Data section:
_ _ _

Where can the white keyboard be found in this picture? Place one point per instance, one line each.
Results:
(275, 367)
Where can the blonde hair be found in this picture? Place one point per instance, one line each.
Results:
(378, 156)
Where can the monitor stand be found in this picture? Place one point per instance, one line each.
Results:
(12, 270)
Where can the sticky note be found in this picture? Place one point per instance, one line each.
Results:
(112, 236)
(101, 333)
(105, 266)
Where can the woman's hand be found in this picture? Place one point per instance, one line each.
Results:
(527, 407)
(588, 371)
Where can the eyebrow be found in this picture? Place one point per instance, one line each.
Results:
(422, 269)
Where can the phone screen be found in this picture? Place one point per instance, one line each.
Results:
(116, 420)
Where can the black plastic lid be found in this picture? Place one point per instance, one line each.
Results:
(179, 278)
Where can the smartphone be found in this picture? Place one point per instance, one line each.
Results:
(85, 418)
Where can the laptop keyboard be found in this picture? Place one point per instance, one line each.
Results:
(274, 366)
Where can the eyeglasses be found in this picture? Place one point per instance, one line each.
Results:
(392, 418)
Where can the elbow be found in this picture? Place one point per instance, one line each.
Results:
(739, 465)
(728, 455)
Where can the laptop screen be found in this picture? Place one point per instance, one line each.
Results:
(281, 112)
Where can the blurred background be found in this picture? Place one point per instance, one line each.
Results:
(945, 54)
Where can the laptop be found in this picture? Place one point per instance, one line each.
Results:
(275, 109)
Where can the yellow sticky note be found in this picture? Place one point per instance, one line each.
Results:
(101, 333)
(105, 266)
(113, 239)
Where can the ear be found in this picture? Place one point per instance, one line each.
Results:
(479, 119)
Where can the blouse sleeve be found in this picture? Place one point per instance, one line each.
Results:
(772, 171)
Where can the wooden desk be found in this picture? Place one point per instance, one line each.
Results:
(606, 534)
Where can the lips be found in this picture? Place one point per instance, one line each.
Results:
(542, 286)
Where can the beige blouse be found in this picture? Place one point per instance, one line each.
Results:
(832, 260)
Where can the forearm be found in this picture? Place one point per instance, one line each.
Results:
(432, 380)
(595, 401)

_ _ _

Brief: Set down exactly the line that holds "Where can the forearm" and all lines after it to the end of the data.

Answer to this problem:
Where can the forearm be found in this picture? Place one point per instance, one line each.
Results:
(432, 380)
(595, 401)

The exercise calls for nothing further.